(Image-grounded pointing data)
----------------

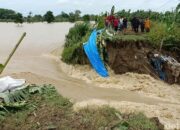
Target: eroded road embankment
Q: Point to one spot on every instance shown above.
(35, 62)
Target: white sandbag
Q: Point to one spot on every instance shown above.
(8, 83)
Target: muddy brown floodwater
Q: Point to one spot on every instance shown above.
(38, 61)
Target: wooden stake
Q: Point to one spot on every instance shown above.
(12, 53)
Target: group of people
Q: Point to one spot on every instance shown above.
(121, 23)
(118, 23)
(143, 24)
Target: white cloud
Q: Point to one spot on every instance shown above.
(86, 6)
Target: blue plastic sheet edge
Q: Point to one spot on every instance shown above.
(92, 53)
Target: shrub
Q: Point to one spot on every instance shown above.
(73, 52)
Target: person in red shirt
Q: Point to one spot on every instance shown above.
(116, 23)
(111, 20)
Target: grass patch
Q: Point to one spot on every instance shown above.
(49, 110)
(129, 38)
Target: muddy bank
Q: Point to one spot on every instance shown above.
(132, 56)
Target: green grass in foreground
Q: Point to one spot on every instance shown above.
(49, 110)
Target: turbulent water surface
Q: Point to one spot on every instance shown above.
(38, 61)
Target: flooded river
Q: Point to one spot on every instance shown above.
(38, 61)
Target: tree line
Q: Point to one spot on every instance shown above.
(7, 15)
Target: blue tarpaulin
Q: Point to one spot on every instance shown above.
(93, 55)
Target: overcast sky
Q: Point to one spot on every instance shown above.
(86, 6)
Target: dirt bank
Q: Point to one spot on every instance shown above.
(80, 83)
(131, 56)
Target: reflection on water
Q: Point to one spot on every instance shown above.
(41, 39)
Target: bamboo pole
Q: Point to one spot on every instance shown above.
(12, 53)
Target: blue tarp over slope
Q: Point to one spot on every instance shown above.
(93, 55)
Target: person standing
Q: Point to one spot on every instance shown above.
(136, 24)
(121, 23)
(125, 24)
(147, 25)
(142, 25)
(116, 23)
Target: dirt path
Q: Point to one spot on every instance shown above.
(36, 62)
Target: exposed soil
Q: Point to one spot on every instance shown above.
(131, 56)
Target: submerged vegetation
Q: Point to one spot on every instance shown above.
(45, 109)
(73, 52)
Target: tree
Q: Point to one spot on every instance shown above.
(19, 18)
(7, 15)
(77, 14)
(29, 17)
(86, 18)
(49, 17)
(112, 10)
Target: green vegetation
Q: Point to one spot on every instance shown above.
(19, 18)
(7, 15)
(45, 109)
(49, 17)
(166, 35)
(73, 52)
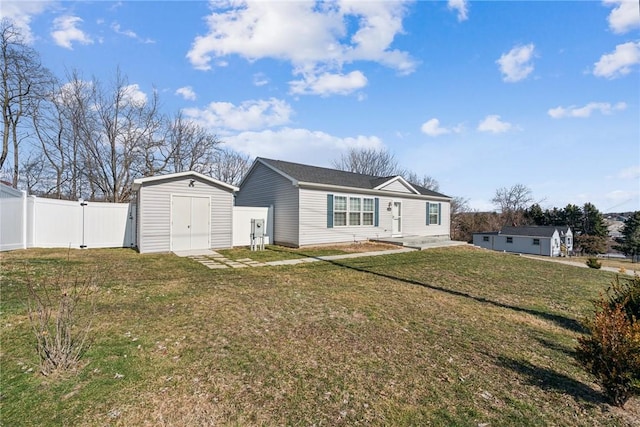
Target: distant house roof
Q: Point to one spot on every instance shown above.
(318, 175)
(534, 230)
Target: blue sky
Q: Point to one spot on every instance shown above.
(479, 95)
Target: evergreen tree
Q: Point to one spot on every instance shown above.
(593, 222)
(629, 243)
(573, 215)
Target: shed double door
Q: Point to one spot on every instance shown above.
(190, 223)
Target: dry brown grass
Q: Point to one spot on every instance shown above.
(451, 336)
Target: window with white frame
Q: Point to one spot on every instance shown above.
(353, 211)
(368, 211)
(434, 213)
(340, 211)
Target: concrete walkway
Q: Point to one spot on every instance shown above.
(215, 260)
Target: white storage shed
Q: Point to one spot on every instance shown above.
(183, 211)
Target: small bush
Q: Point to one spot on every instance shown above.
(625, 293)
(594, 263)
(60, 327)
(611, 352)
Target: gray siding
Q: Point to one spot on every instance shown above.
(265, 187)
(313, 219)
(154, 213)
(414, 218)
(520, 244)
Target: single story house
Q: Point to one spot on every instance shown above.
(183, 211)
(314, 205)
(536, 240)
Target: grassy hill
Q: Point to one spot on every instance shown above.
(453, 336)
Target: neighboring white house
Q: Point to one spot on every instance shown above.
(183, 211)
(314, 205)
(536, 240)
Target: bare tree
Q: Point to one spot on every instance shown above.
(426, 181)
(120, 149)
(230, 166)
(189, 146)
(368, 161)
(458, 207)
(23, 77)
(512, 202)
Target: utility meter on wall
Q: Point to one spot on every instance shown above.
(257, 227)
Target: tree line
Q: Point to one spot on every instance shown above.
(72, 137)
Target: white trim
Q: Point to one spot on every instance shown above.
(348, 211)
(171, 217)
(380, 193)
(397, 233)
(137, 183)
(401, 180)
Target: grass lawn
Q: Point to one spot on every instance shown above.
(278, 253)
(452, 336)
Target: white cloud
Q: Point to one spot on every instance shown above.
(493, 124)
(316, 38)
(66, 31)
(432, 128)
(299, 145)
(584, 112)
(187, 93)
(129, 33)
(624, 17)
(134, 95)
(619, 62)
(328, 84)
(260, 79)
(20, 14)
(516, 65)
(632, 172)
(223, 117)
(620, 197)
(461, 6)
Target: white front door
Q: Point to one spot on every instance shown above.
(190, 223)
(396, 219)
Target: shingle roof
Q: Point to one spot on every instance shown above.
(318, 175)
(533, 230)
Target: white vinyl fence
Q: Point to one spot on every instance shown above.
(29, 221)
(242, 216)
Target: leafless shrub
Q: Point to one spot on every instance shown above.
(56, 312)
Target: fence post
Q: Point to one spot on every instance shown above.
(83, 204)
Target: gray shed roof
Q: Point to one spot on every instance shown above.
(534, 230)
(318, 175)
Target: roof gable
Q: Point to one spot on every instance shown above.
(299, 173)
(137, 183)
(534, 230)
(396, 183)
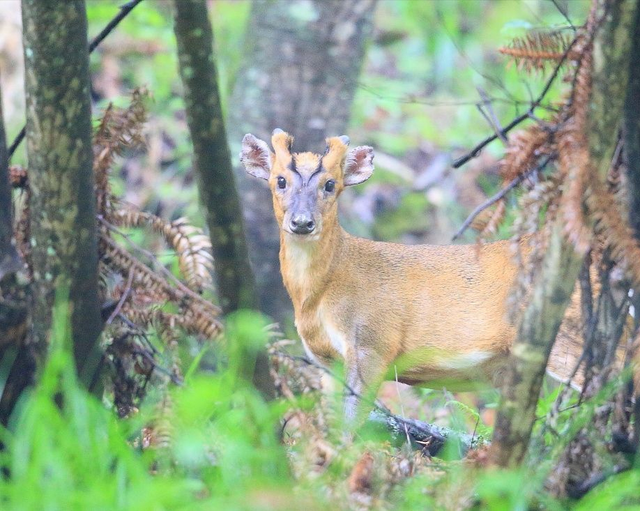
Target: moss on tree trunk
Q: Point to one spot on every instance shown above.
(553, 287)
(214, 169)
(299, 73)
(212, 160)
(63, 224)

----------------

▶ TASK BRIEF
Please transcribe every entry above exactly, leaving out any pictures.

▶ WRITTEN SOLUTION
Target: eroded road embankment
Q: Point to one spot on every instance shown above.
(35, 62)
Target: white sandbag
Q: Point to one spot on every instance shown above.
(8, 83)
Target: muddy brown floodwater
Q: Point to one spot on every instance shown above.
(38, 61)
Target: wooden stake
Q: Point to one spot on every instance shown above.
(12, 53)
Target: group of people
Q: Point to one spot on every instance shown above.
(121, 23)
(118, 23)
(143, 24)
Target: white cloud
Q: Point to one spot on every instance shown above.
(86, 6)
Target: blue plastic sheet edge
Q: Point to one spot on every instance shown above.
(92, 53)
Target: shrub
Q: Point to one spot on every instance shown above.
(73, 52)
Target: person in red shirt
Q: Point to one spot on every instance shown above.
(116, 23)
(111, 20)
Target: grass patch
Q: Point to one spot on every instance shown above.
(49, 110)
(129, 38)
Target: muddy bank
Q: Point to one spot on every instance shown above.
(132, 56)
Target: green grass in foreground
Q: Point to one spot on every instance shown above.
(49, 110)
Target: turbulent water surface
Q: Point to one spot on every instance shown above.
(38, 61)
Target: flooded river
Q: Point to one spot on every instance shown above.
(38, 61)
Target: tree line
Q: Point to one spot on every instance shown above.
(7, 15)
Target: blue tarpaulin
Q: Point to one spot on every instance shown above.
(93, 55)
Target: overcast sky
Q: Point to one spot on every instance shown above.
(86, 6)
Target: dirt bank
Q: Point to one spot on every instance shown above.
(80, 83)
(131, 56)
Target: reflection on water
Q: Point to one spot on every instance shown above.
(41, 39)
Target: bamboo pole
Q: Point to one spot on every instance shown above.
(12, 53)
Target: blue tarp over slope
Q: Point to one spot on every instance shown above.
(93, 55)
Target: person standing
Q: Point to one spot on every instance shown above.
(136, 24)
(121, 23)
(125, 24)
(147, 25)
(142, 25)
(116, 23)
Target: dirt path
Q: Point to one spot on every instance shown above.
(36, 62)
Target: exposed soil
Q: Point to one spot on every instance shown above.
(131, 56)
Target: submerged vegetation
Q: Point to one spot on every instance shown above.
(45, 109)
(73, 52)
Target: tree
Q: Point to one spot on every instance shown above.
(19, 18)
(7, 15)
(77, 14)
(29, 17)
(86, 18)
(49, 17)
(112, 10)
Target: green vegetation
Q: Point to one spot on every instance shown above.
(19, 18)
(7, 15)
(45, 109)
(49, 17)
(166, 35)
(73, 52)
Target: distant house roof
Q: Point to one spot on every instance shown above.
(318, 175)
(534, 230)
Target: blue sky
Q: Point to one spot on every instance shown above.
(479, 95)
Target: evergreen tree
Q: Point to one spot on every instance shown above.
(593, 222)
(629, 243)
(573, 215)
Target: shed double door
Q: Point to one spot on every instance shown above.
(190, 223)
Target: dry brown grass
Q: Point to one spot on every instance shown above.
(451, 336)
Target: window with white frame
Q: Point to one spot on every instance shown above.
(353, 211)
(368, 211)
(434, 213)
(340, 211)
Target: concrete walkway
Q: Point to one spot on every instance shown above.
(215, 260)
Target: white storage shed
Q: Point to one spot on every instance shown above.
(183, 211)
Target: small bush
Q: Point to one spot on every instance shown above.
(625, 293)
(594, 263)
(60, 327)
(611, 352)
Target: gray siding
Q: Point to one spot on every instance shown above.
(265, 187)
(313, 219)
(154, 213)
(414, 218)
(520, 244)
Target: single story house
Q: Point to one spot on every instance shown above.
(183, 211)
(314, 205)
(536, 240)
Target: grassy hill
Q: Point to one spot on every instance shown above.
(453, 336)
Target: neighboring white house
Q: Point to one spot on every instance shown above.
(183, 211)
(314, 205)
(536, 240)
Target: bare tree
Q: Point to one spot on every instance shown above.
(426, 181)
(120, 149)
(230, 166)
(189, 146)
(368, 161)
(458, 207)
(23, 77)
(512, 202)
Target: utility meter on wall
Q: Point to one spot on every instance shown above.
(257, 227)
Target: tree line
Q: Point to one spot on every instance shown above.
(72, 137)
Target: white trim
Q: Point to one spot on every instance shown above.
(348, 211)
(171, 217)
(380, 193)
(397, 233)
(137, 183)
(401, 180)
Target: grass lawn
Q: Point to one spot on every instance shown above.
(278, 253)
(452, 336)
Target: white cloud
Q: Point to one spot on every instance shown above.
(493, 124)
(316, 38)
(66, 31)
(432, 128)
(299, 145)
(584, 112)
(187, 93)
(129, 33)
(624, 17)
(134, 95)
(619, 62)
(328, 84)
(260, 79)
(20, 14)
(516, 65)
(632, 172)
(223, 117)
(620, 197)
(461, 6)
Target: white front door
Q: Point to one spot on every instance shown above.
(190, 223)
(396, 219)
Target: shingle roof
Q: Point to one spot on every instance shown above.
(318, 175)
(533, 230)
Target: white vinyl fence
Q: Point to one spot on every instance shown above.
(29, 221)
(242, 216)
Target: leafless shrub
Q: Point to one spot on every instance shown above.
(56, 312)
Target: fence post
Q: Point to one spot on every instance shown above.
(83, 204)
Target: gray shed roof
Q: Point to one spot on every instance shown above.
(534, 230)
(318, 175)
Target: roof gable
Q: Point to one spot on every instance shown above.
(299, 173)
(137, 183)
(534, 230)
(396, 183)
Target: moss on tree trunk
Q: Point to one spot on every instance shown above.
(553, 287)
(214, 169)
(299, 73)
(212, 160)
(63, 224)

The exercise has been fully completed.